- _Page text_:
<<<<

Fwiw while "wraparound" has pitfalls I think changing it for a new
word isn't really helpful. Especially if it's a mostly meaningless
word like "overload" or "exhaustion". It suddenly makes every existing
doc hard to find and confusing to read.
I say "exhaustion" or "overload" are meaningless because their meaning
is entirely dependent on context. It's not like memory exhaustion or
i/o overload where it's a finite resource and it's just the sheer
amount in use that matters. One way or another the user needs to
understand that it's two numbers marching through a sequence and the
distance between them matters.
I feel like "wraparound" while imperfect is not any worse than any
other word. It still requires context to understand but it's context
that there are many docs online that already explain and are
googleable.
If we wanted a new word it would be "overrun" but like I say, it would
just create a new context dependent technical term that users would
need to find docs that explain and give context. I don't think that
really helps users at all
--
greg
On Thu, May 11, 2023 at 1:04 PM Greg Stark <stark@mit.edu> wrote:
Fwiw while "wraparound" has pitfalls I think changing it for a new
word isn't really helpful. Especially if it's a mostly meaningless
word like "overload" or "exhaustion". It suddenly makes every existing
doc hard to find and confusing to read.

>>>>

- _Given task 1_: Output the lines of the records exactly, from the line containing "Find the **belt**;" through the end of the records, and leave the pictures out.

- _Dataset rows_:
<<<<

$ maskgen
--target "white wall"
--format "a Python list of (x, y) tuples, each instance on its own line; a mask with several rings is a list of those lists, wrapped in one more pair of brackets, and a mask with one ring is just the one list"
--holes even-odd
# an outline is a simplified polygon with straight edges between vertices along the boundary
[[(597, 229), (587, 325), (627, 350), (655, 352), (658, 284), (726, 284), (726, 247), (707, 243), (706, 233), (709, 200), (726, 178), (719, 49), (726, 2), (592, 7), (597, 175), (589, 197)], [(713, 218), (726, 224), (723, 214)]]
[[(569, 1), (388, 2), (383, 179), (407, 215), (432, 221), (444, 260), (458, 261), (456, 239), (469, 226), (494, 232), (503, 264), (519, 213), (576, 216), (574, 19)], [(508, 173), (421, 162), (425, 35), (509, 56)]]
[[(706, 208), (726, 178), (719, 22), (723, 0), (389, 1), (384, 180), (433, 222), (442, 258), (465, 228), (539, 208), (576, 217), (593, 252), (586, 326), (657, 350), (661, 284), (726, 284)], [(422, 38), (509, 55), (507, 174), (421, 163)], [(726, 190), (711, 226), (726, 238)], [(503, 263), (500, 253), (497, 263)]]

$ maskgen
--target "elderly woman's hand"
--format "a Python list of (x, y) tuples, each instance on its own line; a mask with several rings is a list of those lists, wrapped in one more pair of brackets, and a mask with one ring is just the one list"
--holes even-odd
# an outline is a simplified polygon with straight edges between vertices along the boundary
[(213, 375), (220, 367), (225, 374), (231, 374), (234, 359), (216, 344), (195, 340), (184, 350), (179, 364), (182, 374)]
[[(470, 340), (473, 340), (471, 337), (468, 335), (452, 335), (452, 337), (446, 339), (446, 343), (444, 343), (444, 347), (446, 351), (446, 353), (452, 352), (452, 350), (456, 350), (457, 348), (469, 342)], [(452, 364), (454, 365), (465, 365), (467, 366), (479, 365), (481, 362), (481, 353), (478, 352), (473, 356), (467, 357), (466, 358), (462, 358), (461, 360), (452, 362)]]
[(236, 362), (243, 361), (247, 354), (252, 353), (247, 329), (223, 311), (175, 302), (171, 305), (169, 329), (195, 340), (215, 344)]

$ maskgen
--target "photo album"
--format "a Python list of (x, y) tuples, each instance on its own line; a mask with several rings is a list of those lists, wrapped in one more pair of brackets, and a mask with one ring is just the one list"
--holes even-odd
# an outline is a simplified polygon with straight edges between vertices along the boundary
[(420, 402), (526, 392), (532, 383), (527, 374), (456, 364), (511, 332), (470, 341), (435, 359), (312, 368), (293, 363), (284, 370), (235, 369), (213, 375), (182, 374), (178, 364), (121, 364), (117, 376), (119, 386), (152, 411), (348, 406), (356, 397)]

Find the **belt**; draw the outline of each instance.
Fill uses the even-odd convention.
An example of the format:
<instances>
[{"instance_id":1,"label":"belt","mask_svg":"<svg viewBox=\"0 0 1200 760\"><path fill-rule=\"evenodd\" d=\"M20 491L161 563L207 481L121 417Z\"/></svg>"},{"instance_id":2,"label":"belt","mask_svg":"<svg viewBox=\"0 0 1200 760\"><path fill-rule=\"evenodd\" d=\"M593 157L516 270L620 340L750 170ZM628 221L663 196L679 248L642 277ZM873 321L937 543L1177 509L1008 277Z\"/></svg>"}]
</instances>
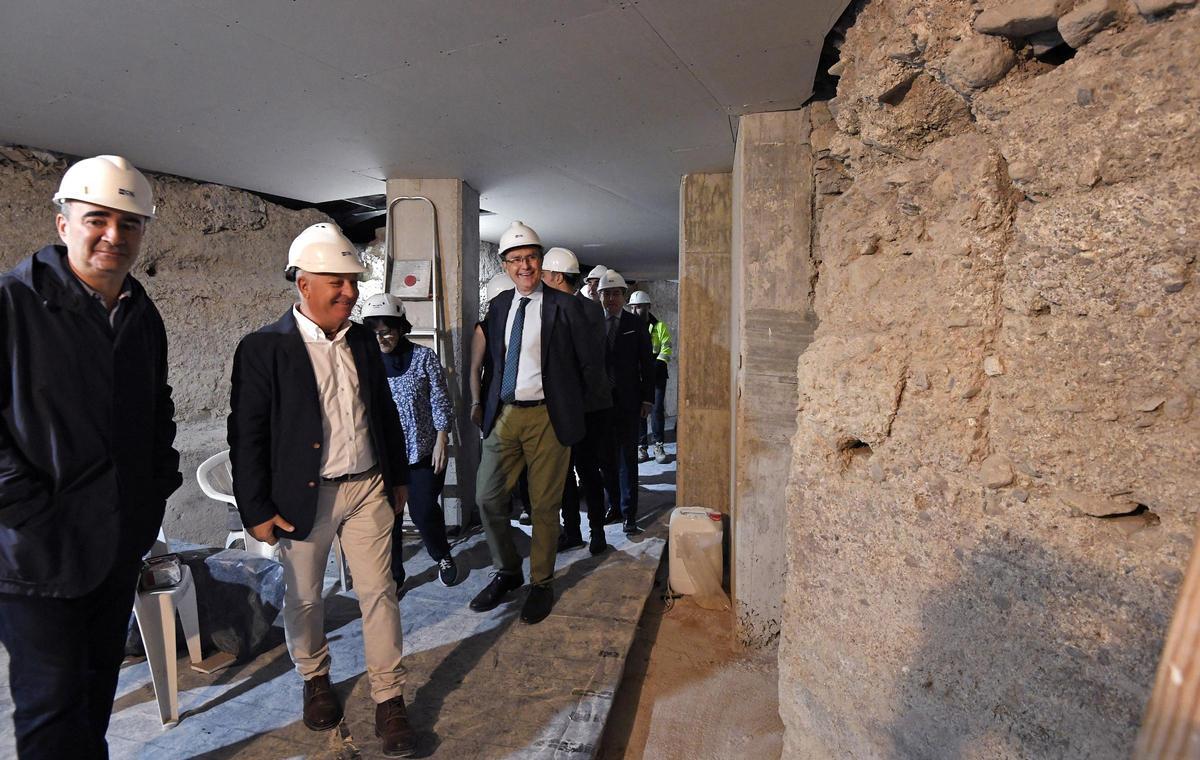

>>>>

- _Given task 2_:
Answer these questions on the post about the term "wraparound":
(a) Which two words does the writer call mostly meaningless?
(b) What word does the writer say a new term would be, if one were wanted?
(c) According to the writer, what does the user need to understand?

- _Written response 1_:
Find the **belt**; draw the outline of each instance.
Fill uses the even-odd convention.
An example of the format:
<instances>
[{"instance_id":1,"label":"belt","mask_svg":"<svg viewBox=\"0 0 1200 760\"><path fill-rule=\"evenodd\" d=\"M20 491L161 563L207 481L121 417Z\"/></svg>"},{"instance_id":2,"label":"belt","mask_svg":"<svg viewBox=\"0 0 1200 760\"><path fill-rule=\"evenodd\" d=\"M593 157L516 270L620 340L750 170ZM628 221L663 196L679 248L642 277ZM873 321L937 543L1177 509L1008 277Z\"/></svg>"}]
</instances>

- _Written response 2_:
(a) "Overload" and "exhaustion."
(b) "Overrun."
(c) That it's two numbers marching through a sequence and the distance between them matters.